§ **Trecho apresentado**:
Segundo dados da Associação Nacional das Empresas de Transporte Urbanos (NTU), com o impacto do coronavírus, 183 cidades já foram obrigadas a paralisar totalmente o transporte coletivo por decisão do poder público, entre elas 176 municípios do Estado de Santa Catarina; Foz do Iguaçu, no Paraná; Jaboticabal e Marília, em São Paulo; Araguaína, no Mato Grosso; Camaquã e Nova Pádua, no Rio Grande do Sul; e João Pessoa, na Paraíba. Apenas 55 mil ônibus estão rodando no país, de uma frota nacional composta por quase 110 mil ônibus. “As empresas, hoje, estão operando com redução de mais de 50% dos passageiros, em média, desde o início das medidas de isolamento social e isso afetou drasticamente a receita do setor”, afirma Otávio Cunha, presidente-executivo da NTU. Entre as cidades mais impactadas estão Goiânia (GO), com redução de 85%; Porto Alegre (RS), com menos 79%; Salvador (BA), com retração de 75%; Região Metropolitana de Belo Horizonte, com queda de 70%; e algumas cidades do interior de São Paulo, que apresentaram uma redução de 75%.
Com isso,a receita de alguns municípios teria caído em até 80%, conforme levantamento da NTU, e isso pode trazer sérias consequências a curto prazo. “A tarifa é único instrumento que financia o serviço e vai faltar recursos, a curto prazo, para mão de obra e combustível. Se somarmos esses dois custos, eles representam 73% do custo do transporte”, alerta Cunha.

§ **Descrição da tarefa**:
Indique se cada afirmação concorda com o trecho sobre o transporte coletivo, respondendo sim ou não e citando literalmente as palavras do trecho que decidem a questão. 1. Mais de 50 mil ônibus estão rodando no país. 2. Em Porto Alegre, a redução de passageiros foi de 85%. 3. Somados, os custos de mão de obra e combustível representam 73% do custo do transporte. A listagem que vem depois do trecho é um material à parte.

§ **Informações fornecidas**:
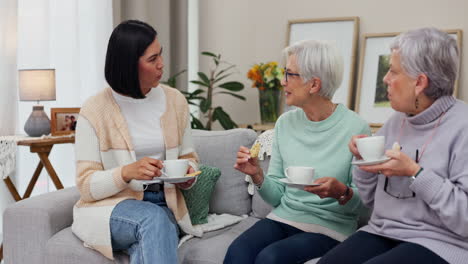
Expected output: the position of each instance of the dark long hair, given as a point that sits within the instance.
(127, 44)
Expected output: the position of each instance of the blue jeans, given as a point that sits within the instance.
(146, 229)
(269, 241)
(364, 247)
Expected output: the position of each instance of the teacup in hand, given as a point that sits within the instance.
(175, 168)
(371, 148)
(300, 175)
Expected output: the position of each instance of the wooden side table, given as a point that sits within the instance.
(41, 146)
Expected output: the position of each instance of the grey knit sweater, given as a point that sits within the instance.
(437, 216)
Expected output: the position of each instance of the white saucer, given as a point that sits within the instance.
(169, 179)
(297, 185)
(370, 162)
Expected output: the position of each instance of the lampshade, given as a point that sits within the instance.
(37, 85)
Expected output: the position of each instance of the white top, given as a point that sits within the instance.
(143, 118)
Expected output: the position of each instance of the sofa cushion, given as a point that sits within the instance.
(219, 149)
(212, 249)
(65, 247)
(198, 197)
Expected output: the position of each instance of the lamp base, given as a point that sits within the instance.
(38, 123)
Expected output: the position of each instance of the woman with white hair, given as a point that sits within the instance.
(305, 224)
(420, 196)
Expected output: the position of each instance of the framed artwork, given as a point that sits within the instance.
(63, 120)
(344, 31)
(371, 95)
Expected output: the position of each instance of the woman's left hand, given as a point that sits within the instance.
(187, 184)
(329, 187)
(399, 165)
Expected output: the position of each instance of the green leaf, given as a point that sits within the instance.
(196, 123)
(222, 77)
(223, 118)
(224, 70)
(205, 104)
(204, 78)
(207, 53)
(232, 86)
(200, 83)
(233, 94)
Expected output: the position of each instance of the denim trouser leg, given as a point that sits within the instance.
(145, 229)
(269, 241)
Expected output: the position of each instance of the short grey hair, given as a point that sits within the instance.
(319, 59)
(431, 52)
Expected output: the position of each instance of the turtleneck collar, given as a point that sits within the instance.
(440, 106)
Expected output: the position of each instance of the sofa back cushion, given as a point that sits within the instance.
(219, 149)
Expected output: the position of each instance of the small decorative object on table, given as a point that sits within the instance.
(267, 78)
(64, 120)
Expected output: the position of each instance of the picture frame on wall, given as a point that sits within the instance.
(371, 101)
(344, 31)
(63, 120)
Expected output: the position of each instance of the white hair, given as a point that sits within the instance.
(431, 52)
(318, 59)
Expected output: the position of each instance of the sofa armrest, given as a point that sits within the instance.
(30, 223)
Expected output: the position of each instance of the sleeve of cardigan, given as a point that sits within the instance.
(93, 182)
(187, 151)
(272, 190)
(448, 195)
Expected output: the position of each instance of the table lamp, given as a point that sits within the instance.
(37, 85)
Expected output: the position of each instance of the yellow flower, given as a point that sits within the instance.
(266, 75)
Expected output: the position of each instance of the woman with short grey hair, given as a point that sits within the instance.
(306, 222)
(420, 195)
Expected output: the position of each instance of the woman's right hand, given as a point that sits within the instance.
(248, 165)
(352, 145)
(143, 169)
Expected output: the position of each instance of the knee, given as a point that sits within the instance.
(268, 256)
(158, 221)
(234, 251)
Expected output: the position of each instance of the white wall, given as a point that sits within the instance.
(8, 96)
(70, 36)
(247, 32)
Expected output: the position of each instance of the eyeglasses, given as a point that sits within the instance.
(287, 74)
(401, 194)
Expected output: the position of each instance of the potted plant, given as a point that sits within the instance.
(267, 78)
(210, 85)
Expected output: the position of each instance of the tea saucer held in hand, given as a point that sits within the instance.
(170, 179)
(297, 185)
(370, 162)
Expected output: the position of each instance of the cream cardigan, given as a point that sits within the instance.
(103, 146)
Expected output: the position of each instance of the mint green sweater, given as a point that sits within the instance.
(324, 146)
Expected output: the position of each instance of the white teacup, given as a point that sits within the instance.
(371, 148)
(175, 168)
(300, 175)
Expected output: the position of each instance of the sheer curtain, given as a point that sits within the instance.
(8, 98)
(70, 36)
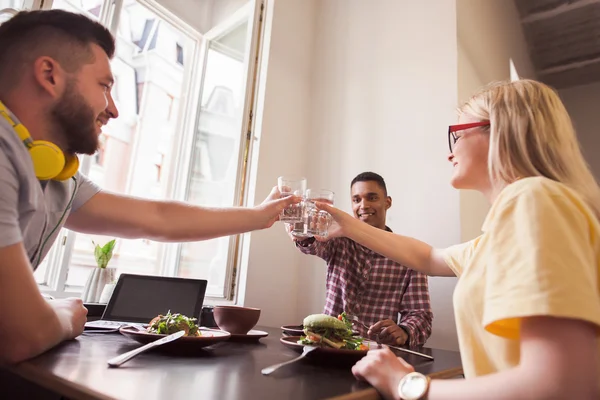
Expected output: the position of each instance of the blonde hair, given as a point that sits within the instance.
(531, 134)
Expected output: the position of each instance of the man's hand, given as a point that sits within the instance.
(340, 221)
(382, 369)
(72, 315)
(273, 205)
(389, 332)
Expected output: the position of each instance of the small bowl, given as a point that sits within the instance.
(235, 319)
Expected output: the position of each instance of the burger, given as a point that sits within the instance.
(327, 331)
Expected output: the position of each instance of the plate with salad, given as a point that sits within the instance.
(333, 336)
(163, 325)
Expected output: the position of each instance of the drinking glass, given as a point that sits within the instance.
(317, 221)
(289, 186)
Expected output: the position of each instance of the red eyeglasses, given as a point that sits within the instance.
(452, 129)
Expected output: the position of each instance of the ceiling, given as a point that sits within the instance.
(563, 37)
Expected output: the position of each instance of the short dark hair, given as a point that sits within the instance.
(62, 35)
(370, 177)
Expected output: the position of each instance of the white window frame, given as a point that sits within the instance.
(196, 54)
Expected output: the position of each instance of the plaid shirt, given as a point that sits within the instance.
(372, 287)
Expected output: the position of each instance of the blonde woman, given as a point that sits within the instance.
(527, 301)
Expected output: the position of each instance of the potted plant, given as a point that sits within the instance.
(101, 275)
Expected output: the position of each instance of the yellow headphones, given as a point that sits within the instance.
(49, 162)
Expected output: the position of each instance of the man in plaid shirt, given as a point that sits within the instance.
(390, 298)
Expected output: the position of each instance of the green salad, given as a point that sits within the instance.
(171, 323)
(327, 331)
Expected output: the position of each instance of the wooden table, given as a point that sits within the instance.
(77, 370)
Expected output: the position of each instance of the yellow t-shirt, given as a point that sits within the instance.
(539, 255)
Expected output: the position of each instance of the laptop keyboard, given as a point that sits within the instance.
(104, 324)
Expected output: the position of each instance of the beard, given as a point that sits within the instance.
(75, 121)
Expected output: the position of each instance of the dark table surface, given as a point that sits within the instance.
(229, 370)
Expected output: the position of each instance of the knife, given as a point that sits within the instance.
(123, 358)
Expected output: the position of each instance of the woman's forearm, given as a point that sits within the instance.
(516, 383)
(405, 250)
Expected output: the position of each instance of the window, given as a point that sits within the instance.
(163, 114)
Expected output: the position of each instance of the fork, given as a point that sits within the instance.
(355, 319)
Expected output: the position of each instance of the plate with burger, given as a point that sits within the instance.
(331, 335)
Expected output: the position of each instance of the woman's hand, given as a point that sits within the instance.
(340, 224)
(382, 369)
(271, 208)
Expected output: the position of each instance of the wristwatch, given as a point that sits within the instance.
(414, 386)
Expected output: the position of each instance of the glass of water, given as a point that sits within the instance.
(289, 186)
(317, 221)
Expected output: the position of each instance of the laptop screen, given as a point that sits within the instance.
(139, 298)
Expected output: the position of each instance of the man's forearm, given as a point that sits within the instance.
(180, 222)
(168, 221)
(19, 342)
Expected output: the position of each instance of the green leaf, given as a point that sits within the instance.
(104, 254)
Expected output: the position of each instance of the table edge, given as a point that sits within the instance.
(56, 384)
(372, 394)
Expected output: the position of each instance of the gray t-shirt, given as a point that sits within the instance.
(32, 211)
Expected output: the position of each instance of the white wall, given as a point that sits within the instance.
(489, 37)
(352, 86)
(270, 281)
(583, 103)
(384, 92)
(202, 15)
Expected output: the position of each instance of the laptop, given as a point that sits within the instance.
(137, 299)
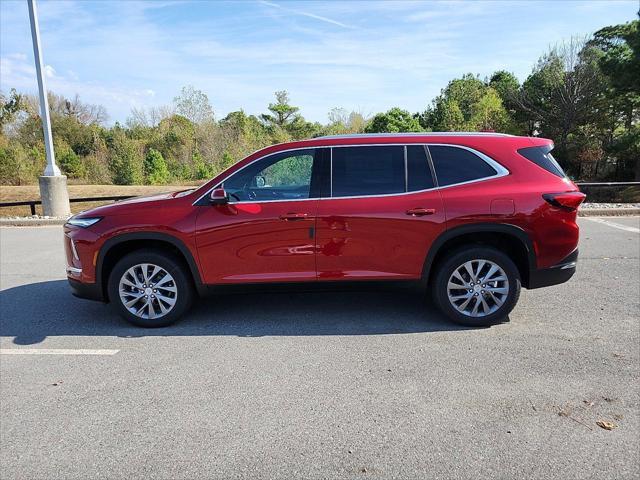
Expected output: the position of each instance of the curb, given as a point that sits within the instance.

§ **Resposta esperada**:
1. Sim: “Apenas 55 mil ônibus estão rodando no país”.
2. Não: “Porto Alegre (RS), com menos 79%”.
3. Sim: “Se somarmos esses dois custos, eles representam 73% do custo do transporte”.